- **TASK DESCRIPTION**
Repeat the data verbatim.

------------------------------------------------------------------------

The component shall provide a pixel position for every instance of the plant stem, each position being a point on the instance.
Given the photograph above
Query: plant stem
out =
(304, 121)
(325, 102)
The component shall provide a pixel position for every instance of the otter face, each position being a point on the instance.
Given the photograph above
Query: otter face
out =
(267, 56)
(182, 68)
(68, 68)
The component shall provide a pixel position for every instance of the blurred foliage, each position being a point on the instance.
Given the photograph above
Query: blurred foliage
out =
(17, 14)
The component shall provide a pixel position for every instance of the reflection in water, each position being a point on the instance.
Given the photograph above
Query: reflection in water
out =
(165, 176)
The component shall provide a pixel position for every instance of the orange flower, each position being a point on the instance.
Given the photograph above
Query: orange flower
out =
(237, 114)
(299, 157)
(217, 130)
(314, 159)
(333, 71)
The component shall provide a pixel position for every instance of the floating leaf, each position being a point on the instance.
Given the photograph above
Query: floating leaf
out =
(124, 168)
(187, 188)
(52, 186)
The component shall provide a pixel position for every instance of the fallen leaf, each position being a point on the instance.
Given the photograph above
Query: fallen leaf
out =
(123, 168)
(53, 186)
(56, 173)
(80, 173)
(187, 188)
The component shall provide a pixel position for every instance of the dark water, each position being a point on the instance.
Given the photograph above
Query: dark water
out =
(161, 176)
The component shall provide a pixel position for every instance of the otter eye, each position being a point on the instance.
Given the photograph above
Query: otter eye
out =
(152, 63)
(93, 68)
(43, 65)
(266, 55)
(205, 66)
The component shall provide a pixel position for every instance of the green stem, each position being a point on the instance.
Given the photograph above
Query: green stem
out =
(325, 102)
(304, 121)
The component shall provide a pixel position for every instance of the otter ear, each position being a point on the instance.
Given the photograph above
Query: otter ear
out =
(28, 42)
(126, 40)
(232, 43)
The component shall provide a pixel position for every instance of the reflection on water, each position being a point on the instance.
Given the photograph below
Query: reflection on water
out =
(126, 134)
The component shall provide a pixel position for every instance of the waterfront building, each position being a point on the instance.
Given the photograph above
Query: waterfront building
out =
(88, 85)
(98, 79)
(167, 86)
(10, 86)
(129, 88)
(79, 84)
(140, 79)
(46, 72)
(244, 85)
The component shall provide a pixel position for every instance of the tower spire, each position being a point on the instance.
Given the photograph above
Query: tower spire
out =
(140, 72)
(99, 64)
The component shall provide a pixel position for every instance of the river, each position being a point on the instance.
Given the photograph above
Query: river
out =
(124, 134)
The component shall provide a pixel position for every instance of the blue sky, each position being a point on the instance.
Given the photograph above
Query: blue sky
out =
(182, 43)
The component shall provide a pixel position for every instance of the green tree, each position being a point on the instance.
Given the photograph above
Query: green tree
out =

------------------------------------------------------------------------

- **ANSWER**
The component shall provide a pixel position for every instance of the plant stem, each position being a point on the instance.
Given the photograph above
Query: plant stem
out =
(304, 121)
(325, 102)
The component shall provide a pixel position for every instance of the otter face, each position being a point on the instance.
Given the photograph above
Query: otter face
out =
(267, 56)
(182, 68)
(68, 68)
The component shall provide a pixel position for every instance of the blurred foliage, each position being a point on the instance.
Given the photograph above
Query: blurred foliage
out =
(17, 14)
The component shall provide a pixel position for every instance of the reflection in water, each position being a point on the instance.
Given the photograph above
Query: reflection in water
out =
(165, 176)
The component shall provide a pixel position for every instance of the orange flower, each position being a point on the instance.
Given the photograph above
Query: orange flower
out =
(237, 114)
(299, 157)
(217, 130)
(314, 159)
(333, 71)
The component shall provide a pixel position for every instance of the floating leaf, each position being a point on the instance.
Given the photograph above
Query: floating leaf
out =
(124, 168)
(187, 188)
(52, 186)
The component shall provide a pixel position for every instance of the fallen leaf, each position being a point on the instance.
Given the photograph above
Query: fallen leaf
out =
(123, 168)
(53, 186)
(56, 173)
(80, 173)
(187, 188)
The component shall provide a pixel position for every instance of the dark water, each position being a point on the instance.
Given the photograph above
Query: dark water
out =
(161, 176)
The component shall provide a pixel position for every instance of the otter eye, each position being a point on the instance.
Given the photograph above
Query: otter eye
out =
(152, 63)
(93, 68)
(43, 65)
(266, 55)
(205, 66)
The component shall provide a pixel position for every instance of the green stem, each position being a point on the instance.
Given the photograph above
Query: green stem
out =
(325, 102)
(304, 121)
The component shall provide a pixel position for every instance of the otter ear, each position being a point on the instance.
Given the photograph above
Query: otter ear
out =
(28, 42)
(126, 40)
(232, 43)
The component shall provide a pixel position for every instance of the reflection on water, each position being a point on the instance.
Given the photograph below
Query: reflection on water
out =
(126, 134)
The component shall provide a pixel position for every instance of the waterfront building, each position being a point on the instance.
Given the photograph above
Query: waterfront building
out =
(88, 85)
(98, 79)
(167, 86)
(10, 86)
(129, 88)
(79, 84)
(140, 79)
(46, 72)
(244, 85)
The component shall provide a pixel position for every instance of the tower spire, each position being a point on the instance.
Given the photograph above
Query: tower spire
out =
(140, 72)
(99, 64)
The component shall provide a pixel position for every instance of the river, each position being a point on the instance.
Given the photograph above
Query: river
out =
(124, 134)
The component shall provide a pixel position for every instance of the blue sky, each position being a point on the instance.
Given the photograph above
Query: blue sky
out =
(182, 43)
The component shall provide a pixel position for every instance of the green tree, each position being a point on the instance.
Given the photograph above
Query: green tree
out =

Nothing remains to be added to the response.